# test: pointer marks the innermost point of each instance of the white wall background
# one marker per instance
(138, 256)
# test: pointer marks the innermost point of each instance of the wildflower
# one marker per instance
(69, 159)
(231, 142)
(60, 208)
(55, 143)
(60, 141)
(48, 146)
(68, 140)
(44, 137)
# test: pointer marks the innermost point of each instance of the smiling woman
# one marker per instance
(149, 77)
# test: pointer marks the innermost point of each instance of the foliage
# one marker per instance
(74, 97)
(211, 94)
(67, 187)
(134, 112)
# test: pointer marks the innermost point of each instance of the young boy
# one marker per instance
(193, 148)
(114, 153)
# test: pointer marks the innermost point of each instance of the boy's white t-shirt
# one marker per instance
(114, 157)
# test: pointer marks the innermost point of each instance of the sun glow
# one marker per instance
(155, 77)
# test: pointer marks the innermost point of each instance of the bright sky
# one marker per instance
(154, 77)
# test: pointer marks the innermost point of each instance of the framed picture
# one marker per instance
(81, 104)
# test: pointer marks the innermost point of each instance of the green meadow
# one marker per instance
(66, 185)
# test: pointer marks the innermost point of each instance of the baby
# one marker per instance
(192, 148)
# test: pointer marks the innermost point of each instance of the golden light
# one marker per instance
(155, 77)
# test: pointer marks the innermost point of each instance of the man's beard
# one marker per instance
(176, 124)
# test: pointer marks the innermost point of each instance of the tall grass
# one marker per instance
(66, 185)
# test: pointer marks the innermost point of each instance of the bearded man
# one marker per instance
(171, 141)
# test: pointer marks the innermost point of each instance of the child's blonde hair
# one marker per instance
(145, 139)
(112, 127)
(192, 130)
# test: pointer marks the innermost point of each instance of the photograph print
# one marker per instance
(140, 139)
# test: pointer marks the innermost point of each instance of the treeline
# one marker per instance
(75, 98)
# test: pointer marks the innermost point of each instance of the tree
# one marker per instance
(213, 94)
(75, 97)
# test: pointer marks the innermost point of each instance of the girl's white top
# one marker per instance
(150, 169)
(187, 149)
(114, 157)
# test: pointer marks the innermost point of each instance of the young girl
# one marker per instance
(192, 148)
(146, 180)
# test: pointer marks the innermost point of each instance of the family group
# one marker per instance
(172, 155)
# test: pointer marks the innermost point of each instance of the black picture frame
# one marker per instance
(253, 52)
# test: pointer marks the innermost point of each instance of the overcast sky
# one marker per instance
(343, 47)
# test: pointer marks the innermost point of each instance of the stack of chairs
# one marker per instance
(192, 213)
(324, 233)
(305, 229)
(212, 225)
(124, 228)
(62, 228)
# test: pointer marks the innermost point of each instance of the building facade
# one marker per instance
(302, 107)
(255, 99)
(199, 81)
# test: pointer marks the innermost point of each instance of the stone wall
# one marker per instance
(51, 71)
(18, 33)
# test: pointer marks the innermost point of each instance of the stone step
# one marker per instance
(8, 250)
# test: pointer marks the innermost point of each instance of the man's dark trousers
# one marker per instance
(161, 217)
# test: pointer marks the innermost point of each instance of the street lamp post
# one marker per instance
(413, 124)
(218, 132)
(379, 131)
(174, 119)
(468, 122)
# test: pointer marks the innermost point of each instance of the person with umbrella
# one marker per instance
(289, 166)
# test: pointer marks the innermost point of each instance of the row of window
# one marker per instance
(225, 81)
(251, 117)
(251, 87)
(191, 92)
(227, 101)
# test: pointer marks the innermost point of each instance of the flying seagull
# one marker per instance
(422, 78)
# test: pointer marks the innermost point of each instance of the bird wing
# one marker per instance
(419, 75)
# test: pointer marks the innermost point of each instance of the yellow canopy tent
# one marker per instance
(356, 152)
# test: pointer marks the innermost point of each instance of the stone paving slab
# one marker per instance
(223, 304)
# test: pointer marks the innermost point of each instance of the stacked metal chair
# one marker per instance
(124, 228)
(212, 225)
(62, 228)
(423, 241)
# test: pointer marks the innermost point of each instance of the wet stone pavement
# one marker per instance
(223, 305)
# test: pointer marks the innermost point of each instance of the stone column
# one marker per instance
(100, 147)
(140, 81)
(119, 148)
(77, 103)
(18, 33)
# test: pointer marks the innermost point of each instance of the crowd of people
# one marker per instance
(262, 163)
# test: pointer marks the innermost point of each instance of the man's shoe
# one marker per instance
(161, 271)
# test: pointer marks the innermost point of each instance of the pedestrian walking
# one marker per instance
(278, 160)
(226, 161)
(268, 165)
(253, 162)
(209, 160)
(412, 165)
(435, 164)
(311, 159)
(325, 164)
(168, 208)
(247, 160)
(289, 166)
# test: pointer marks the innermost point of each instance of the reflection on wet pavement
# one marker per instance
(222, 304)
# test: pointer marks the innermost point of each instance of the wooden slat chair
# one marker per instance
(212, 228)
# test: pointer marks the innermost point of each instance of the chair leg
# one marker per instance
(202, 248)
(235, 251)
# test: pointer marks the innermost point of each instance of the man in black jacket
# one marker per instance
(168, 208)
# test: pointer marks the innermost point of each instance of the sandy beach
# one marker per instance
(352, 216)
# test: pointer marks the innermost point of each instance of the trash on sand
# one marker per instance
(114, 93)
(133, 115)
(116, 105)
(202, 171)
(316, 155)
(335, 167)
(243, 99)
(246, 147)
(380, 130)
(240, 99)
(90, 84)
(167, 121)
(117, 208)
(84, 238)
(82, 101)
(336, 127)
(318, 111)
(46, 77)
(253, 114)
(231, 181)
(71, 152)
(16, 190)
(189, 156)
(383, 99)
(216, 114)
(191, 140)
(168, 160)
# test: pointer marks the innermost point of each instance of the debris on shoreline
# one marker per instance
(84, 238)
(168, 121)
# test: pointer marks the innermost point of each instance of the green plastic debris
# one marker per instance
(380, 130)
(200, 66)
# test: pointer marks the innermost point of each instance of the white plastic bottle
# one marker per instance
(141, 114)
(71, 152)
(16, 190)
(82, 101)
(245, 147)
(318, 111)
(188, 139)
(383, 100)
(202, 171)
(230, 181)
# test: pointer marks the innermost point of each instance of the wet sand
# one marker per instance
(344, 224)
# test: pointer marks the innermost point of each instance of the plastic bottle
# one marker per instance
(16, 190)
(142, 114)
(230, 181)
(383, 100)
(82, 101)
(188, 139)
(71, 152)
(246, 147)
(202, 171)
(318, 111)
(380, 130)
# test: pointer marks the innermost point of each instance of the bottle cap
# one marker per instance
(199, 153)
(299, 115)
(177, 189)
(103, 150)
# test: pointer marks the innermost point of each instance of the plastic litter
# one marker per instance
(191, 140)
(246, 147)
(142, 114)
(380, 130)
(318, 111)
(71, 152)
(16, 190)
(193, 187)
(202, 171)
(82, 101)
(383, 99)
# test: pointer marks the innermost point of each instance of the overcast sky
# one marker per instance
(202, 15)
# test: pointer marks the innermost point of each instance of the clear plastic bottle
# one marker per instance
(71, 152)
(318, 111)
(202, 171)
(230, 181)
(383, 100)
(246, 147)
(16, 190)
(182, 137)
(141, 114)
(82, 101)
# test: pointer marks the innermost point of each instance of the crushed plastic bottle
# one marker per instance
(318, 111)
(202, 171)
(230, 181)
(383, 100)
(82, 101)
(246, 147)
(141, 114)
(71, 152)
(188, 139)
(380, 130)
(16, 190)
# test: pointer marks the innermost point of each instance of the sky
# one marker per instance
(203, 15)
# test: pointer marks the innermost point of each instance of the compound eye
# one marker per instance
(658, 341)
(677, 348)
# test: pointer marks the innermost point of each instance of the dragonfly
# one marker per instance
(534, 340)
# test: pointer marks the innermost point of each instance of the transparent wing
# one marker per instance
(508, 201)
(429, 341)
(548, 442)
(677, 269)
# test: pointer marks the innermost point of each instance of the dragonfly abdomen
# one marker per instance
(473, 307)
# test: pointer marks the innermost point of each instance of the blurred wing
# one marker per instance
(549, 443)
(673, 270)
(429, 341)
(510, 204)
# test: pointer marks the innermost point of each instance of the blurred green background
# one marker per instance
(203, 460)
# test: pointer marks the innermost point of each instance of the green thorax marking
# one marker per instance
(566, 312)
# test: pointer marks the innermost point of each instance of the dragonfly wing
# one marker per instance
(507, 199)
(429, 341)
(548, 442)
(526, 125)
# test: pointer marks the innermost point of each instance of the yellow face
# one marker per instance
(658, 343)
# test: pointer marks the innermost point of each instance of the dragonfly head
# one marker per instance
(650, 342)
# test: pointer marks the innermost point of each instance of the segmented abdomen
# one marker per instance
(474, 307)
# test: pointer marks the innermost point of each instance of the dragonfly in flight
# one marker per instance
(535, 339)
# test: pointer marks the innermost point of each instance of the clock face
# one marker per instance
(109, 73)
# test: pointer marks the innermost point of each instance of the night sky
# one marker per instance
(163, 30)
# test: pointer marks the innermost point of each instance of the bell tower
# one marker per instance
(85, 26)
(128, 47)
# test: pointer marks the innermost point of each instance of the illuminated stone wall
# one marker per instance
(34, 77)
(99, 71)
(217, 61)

[Exercise directions]:
Find where the line with "the framed picture" sits in the material above, then copy exactly from it through the line with "of the baby". Add no other line.

[Exercise answer]:
# test: pointer marks the innermost point of each instance of the framed picture
# one marker per instance
(81, 104)
# test: pointer marks the innermost point of each instance of the green meadow
# one marker per instance
(66, 185)
# test: pointer marks the innermost point of each instance of the baby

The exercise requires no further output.